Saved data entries
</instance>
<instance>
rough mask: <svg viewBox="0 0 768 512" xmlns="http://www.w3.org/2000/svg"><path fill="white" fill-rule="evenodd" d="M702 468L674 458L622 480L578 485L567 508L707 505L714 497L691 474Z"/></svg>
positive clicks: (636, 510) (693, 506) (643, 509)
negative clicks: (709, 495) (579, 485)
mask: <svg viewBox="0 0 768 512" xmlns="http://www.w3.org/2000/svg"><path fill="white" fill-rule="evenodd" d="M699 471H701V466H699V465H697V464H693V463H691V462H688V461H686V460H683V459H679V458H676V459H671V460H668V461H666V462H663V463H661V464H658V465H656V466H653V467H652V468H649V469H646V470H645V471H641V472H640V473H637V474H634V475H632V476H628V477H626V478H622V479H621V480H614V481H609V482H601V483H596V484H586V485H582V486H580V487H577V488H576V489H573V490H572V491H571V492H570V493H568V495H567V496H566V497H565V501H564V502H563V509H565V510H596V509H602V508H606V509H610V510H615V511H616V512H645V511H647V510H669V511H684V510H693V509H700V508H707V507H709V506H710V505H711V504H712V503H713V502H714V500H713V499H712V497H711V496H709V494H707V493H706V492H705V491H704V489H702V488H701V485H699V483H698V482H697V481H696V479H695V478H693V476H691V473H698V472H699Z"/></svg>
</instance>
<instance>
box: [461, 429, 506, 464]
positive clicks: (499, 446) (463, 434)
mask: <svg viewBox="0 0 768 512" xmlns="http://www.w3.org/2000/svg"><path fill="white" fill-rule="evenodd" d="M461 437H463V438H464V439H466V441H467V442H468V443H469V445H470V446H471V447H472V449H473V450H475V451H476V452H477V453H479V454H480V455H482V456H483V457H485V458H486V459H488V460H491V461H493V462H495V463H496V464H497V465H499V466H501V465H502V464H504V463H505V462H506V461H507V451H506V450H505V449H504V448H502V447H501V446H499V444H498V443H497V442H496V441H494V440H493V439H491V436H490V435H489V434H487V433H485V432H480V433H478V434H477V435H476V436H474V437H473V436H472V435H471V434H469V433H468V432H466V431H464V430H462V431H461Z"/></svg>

What is being asked
Up to and including the line with "positive clicks: (636, 510)", write out the records above exactly, starting from their first line.

Response to this exercise
</instance>
<instance>
rough mask: <svg viewBox="0 0 768 512" xmlns="http://www.w3.org/2000/svg"><path fill="white" fill-rule="evenodd" d="M702 468L674 458L622 480L578 485L567 508L707 505L714 497L691 474Z"/></svg>
positive clicks: (636, 510) (693, 506) (643, 509)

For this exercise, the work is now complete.